TEXTO PROPORCIONADO –
==============================

A veces, los grandes acontecimientos de la vida llegan de manera azarosa y algo de eso hay en su llegada al programa. Cuando Telefe anunció la nueva temporada del certamen, el flamante campeón se anotó sin demasiada convicción: “Lo hice como un juego”. Para llegar a la carpa donde se grabó la versión local del formato internacional The Great Bake Off, debió sortear un exhaustivo casting que incluía varias pruebas, muchas de ellas realizadas por videoconferencia. Finalmente, 70 seleccionados debieron presentarse a un test presencial con consignas que permitiesen demostrar capacidad en torno a la elaboración de sabores y tiempos de cocción y un desafío técnico, como los que se vieron en el aire. Finalmente, un examen psicológico fue el escalón final para acceder a la competencia.
Además de los honores, Martinic ganó $1.500.000, cifra que ya tiene un destino: “Es algo que vino de regalo y que no quiero malgastar. Estudiaré gastronomía y pastelería y voy a guardar algo para invertir en un emprendimiento”.

==============================

BLOQUE DE DATOS –
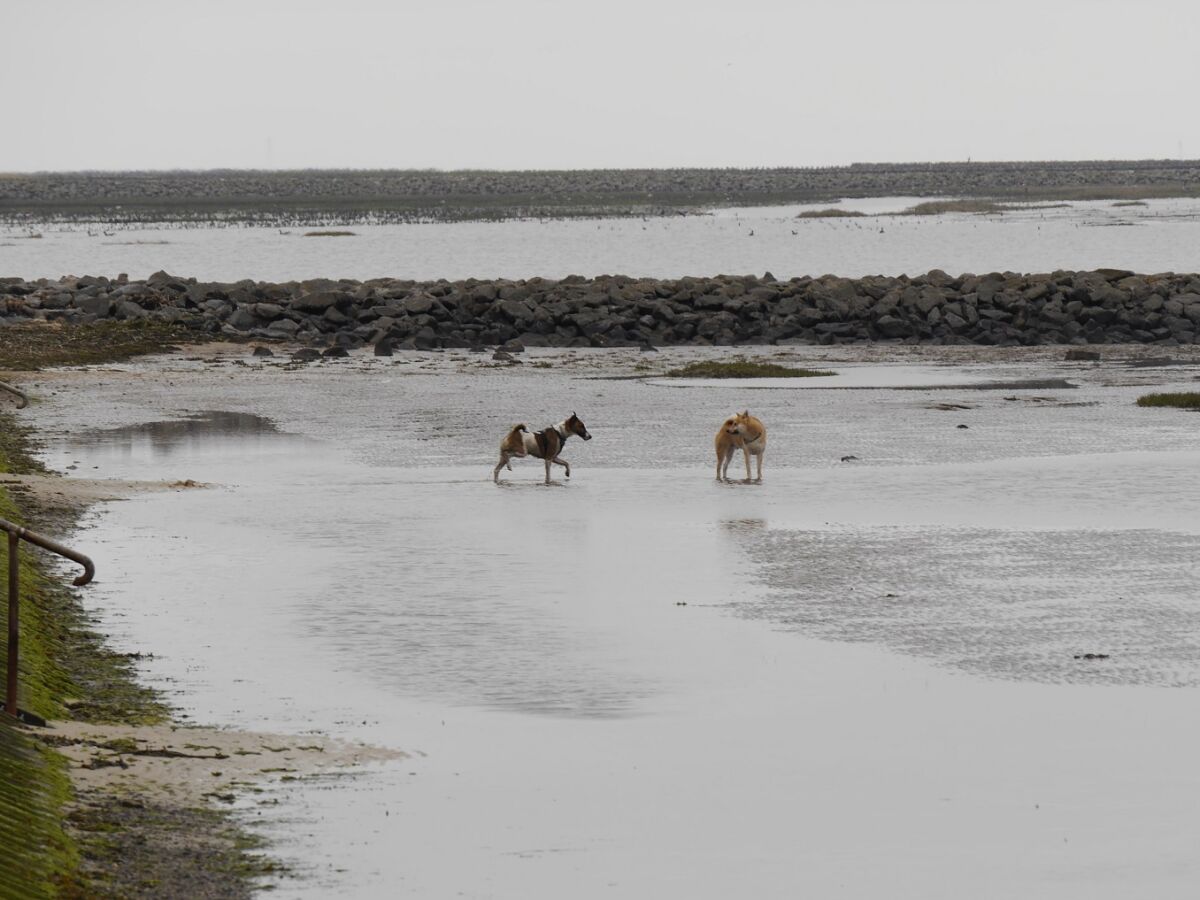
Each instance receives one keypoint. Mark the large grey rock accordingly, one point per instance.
(322, 300)
(97, 306)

==============================

Copia sin cambios el pasaje del texto sobre el ganador del certamen de pastelería que empieza en las palabras "A veces, los" y termina después de "a la competencia.".

RESPUESTA AL EJERCICIO –
A veces, los grandes acontecimientos de la vida llegan de manera azarosa y algo de eso hay en su llegada al programa. Cuando Telefe anunció la nueva temporada del certamen, el flamante campeón se anotó sin demasiada convicción: “Lo hice como un juego”. Para llegar a la carpa donde se grabó la versión local del formato internacional The Great Bake Off, debió sortear un exhaustivo casting que incluía varias pruebas, muchas de ellas realizadas por videoconferencia. Finalmente, 70 seleccionados debieron presentarse a un test presencial con consignas que permitiesen demostrar capacidad en torno a la elaboración de sabores y tiempos de cocción y un desafío técnico, como los que se vieron en el aire. Finalmente, un examen psicológico fue el escalón final para acceder a la competencia.